- _Dataset rows_:
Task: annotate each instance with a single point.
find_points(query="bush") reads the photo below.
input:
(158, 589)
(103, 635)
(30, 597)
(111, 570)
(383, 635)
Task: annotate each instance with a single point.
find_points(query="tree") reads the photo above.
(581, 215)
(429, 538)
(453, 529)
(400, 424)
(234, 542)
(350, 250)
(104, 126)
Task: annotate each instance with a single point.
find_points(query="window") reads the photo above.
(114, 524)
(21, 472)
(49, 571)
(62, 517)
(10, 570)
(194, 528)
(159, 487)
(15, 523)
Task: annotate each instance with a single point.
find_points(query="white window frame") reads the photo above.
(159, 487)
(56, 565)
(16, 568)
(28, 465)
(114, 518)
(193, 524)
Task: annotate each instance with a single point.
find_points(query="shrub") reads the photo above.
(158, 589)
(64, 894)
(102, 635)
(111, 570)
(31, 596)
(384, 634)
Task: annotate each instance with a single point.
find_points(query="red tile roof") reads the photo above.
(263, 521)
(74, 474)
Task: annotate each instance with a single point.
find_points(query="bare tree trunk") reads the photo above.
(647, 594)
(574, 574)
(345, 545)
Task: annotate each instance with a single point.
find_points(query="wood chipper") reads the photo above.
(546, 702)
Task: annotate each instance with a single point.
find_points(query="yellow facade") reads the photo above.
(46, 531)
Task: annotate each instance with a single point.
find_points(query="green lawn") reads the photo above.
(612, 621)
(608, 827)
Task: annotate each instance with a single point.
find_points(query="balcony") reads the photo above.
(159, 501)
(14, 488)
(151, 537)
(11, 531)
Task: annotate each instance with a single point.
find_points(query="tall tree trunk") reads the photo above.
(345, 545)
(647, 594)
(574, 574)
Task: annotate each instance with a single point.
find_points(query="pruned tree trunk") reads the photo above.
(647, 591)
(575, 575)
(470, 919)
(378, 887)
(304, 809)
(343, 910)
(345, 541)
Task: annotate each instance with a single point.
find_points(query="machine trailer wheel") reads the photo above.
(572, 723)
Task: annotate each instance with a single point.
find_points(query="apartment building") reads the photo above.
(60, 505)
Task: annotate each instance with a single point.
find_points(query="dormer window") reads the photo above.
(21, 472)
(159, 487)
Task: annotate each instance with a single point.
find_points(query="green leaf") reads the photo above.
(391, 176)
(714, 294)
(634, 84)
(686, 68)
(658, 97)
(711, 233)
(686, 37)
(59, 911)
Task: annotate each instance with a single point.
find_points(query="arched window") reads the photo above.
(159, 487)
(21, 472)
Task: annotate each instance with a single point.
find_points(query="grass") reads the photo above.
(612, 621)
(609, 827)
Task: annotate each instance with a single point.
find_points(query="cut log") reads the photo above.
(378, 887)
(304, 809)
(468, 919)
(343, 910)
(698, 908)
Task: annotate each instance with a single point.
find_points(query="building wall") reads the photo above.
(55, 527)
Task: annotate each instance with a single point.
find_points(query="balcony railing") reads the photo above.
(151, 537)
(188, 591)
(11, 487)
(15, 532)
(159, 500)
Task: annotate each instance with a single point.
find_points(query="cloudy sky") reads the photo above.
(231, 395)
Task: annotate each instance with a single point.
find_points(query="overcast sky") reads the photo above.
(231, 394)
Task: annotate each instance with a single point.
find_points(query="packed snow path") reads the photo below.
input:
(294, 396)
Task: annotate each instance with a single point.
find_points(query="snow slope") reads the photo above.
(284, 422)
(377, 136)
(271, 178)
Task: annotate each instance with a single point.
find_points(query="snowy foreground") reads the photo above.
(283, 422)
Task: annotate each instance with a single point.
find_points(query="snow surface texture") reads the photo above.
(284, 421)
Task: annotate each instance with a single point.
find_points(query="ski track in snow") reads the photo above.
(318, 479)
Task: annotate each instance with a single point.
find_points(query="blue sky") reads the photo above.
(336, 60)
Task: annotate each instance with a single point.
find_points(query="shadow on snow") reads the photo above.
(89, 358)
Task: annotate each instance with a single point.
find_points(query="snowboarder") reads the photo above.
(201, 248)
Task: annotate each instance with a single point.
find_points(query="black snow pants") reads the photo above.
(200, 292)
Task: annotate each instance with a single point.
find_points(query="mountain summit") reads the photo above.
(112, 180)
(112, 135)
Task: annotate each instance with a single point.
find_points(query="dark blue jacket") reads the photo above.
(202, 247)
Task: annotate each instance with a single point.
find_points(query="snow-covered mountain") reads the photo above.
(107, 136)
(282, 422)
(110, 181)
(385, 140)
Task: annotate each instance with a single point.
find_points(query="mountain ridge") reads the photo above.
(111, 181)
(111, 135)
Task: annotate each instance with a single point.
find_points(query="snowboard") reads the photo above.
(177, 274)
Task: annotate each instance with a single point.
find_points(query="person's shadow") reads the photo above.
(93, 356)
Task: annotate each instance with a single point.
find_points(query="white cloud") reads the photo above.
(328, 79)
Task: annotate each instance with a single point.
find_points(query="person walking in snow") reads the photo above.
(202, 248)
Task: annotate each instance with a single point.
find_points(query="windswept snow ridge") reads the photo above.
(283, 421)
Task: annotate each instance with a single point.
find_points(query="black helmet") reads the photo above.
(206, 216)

---

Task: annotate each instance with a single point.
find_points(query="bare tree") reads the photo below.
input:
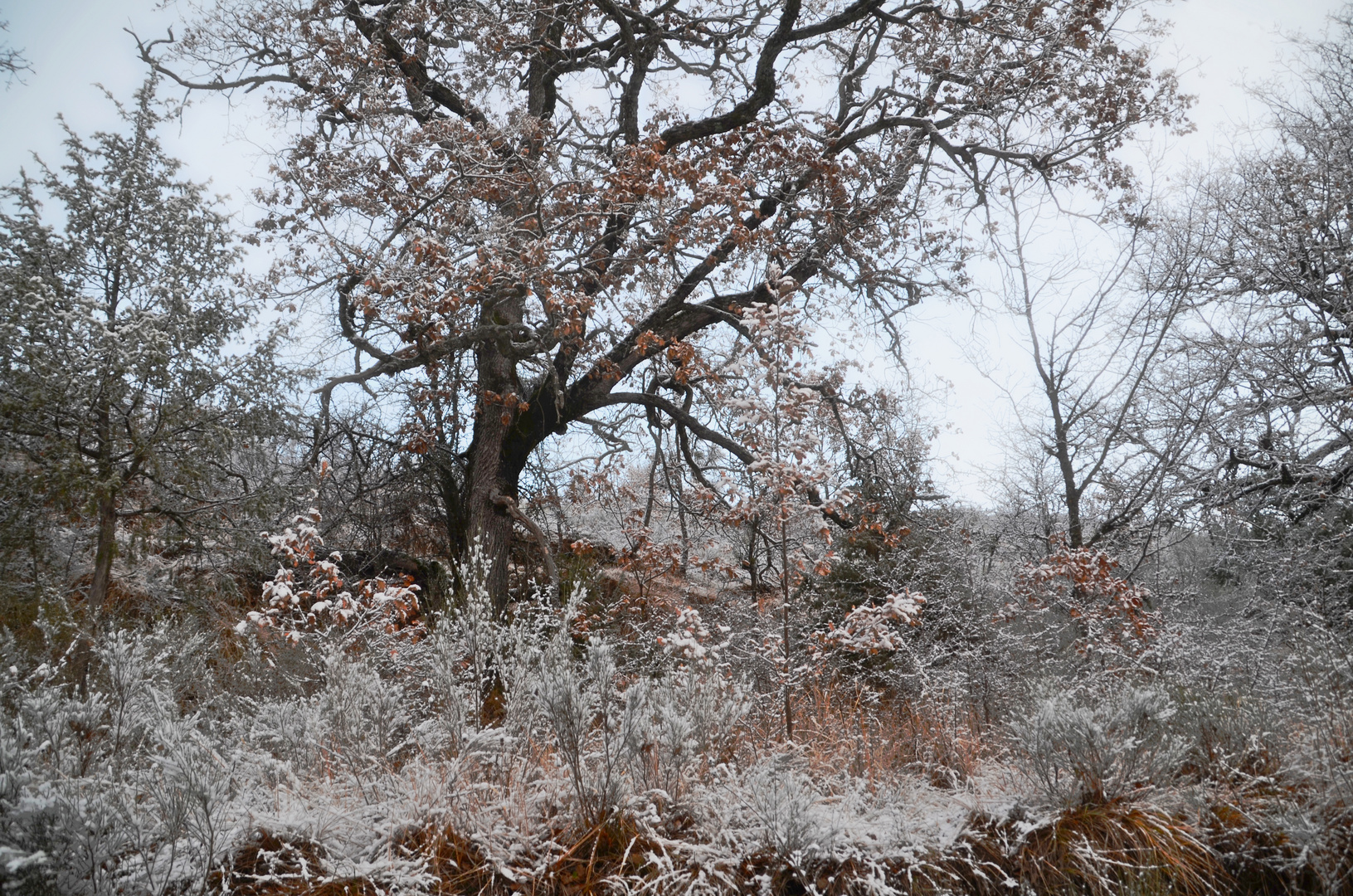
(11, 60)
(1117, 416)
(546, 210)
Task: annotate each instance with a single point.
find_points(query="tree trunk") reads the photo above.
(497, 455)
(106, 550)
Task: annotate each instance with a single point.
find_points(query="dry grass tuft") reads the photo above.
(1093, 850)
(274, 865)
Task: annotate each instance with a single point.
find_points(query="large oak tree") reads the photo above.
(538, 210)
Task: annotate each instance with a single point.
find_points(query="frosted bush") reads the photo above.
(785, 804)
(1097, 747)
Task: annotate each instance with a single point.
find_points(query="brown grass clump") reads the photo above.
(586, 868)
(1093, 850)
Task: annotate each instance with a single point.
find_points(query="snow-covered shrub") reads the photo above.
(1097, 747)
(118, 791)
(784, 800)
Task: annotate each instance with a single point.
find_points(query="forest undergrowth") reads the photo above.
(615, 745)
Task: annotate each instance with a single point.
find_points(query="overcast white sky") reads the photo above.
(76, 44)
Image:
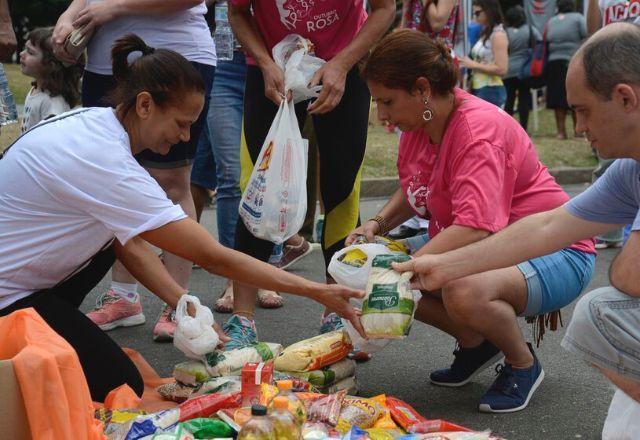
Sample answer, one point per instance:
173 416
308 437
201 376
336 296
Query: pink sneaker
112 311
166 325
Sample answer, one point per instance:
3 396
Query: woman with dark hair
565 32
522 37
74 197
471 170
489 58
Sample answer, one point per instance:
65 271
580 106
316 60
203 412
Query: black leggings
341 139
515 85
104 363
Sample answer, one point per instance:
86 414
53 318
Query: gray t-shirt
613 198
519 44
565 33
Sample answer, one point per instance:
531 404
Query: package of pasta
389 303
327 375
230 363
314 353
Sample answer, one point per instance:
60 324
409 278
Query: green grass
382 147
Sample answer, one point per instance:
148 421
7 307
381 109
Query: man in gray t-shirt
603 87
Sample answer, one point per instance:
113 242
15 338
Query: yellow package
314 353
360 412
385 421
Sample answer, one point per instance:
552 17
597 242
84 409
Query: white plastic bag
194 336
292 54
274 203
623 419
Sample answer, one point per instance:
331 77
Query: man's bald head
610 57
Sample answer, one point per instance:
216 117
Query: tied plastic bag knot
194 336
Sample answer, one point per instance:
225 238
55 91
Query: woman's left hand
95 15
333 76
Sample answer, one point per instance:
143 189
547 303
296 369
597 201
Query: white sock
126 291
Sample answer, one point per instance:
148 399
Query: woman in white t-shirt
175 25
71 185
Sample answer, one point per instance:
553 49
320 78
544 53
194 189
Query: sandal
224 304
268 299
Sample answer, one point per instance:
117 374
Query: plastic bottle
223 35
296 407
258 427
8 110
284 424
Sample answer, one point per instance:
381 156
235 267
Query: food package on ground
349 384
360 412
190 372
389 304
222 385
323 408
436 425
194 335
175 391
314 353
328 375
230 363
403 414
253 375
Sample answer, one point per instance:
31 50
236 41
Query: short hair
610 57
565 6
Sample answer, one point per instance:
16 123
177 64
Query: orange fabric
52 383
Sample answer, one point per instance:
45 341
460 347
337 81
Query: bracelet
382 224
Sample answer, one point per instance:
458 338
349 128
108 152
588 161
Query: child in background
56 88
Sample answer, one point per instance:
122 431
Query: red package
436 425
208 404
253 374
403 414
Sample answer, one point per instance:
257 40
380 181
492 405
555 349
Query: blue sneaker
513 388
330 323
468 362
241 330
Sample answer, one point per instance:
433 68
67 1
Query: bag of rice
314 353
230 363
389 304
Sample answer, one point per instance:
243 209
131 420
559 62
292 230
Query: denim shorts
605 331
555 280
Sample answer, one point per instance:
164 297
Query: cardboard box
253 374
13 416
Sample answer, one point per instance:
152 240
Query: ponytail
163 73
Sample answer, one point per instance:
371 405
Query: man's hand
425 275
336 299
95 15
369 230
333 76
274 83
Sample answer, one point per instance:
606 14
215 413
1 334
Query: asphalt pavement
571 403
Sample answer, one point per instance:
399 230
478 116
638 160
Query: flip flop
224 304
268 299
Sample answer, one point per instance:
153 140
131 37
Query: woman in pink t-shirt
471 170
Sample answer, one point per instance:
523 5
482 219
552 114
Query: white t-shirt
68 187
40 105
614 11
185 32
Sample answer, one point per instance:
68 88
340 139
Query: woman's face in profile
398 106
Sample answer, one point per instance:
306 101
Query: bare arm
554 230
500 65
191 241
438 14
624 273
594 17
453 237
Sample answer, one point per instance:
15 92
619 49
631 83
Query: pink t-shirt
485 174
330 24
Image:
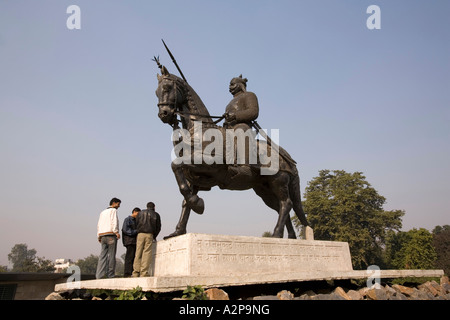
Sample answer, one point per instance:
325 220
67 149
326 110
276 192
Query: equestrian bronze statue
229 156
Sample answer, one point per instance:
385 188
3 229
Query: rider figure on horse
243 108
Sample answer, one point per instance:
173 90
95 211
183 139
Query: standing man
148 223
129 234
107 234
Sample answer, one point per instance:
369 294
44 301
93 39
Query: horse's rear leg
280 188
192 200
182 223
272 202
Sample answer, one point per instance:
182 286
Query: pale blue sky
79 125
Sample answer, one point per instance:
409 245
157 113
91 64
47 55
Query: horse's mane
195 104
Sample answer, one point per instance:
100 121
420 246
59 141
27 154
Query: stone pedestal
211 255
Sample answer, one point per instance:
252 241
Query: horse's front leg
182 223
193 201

- _Work to do_: Gather every line above that contains the string "person". Case counts.

- _Result of the exercise_:
find_points(query="person's shadow") reads the photo above.
find_points(query="person walking in snow") reads the photo above.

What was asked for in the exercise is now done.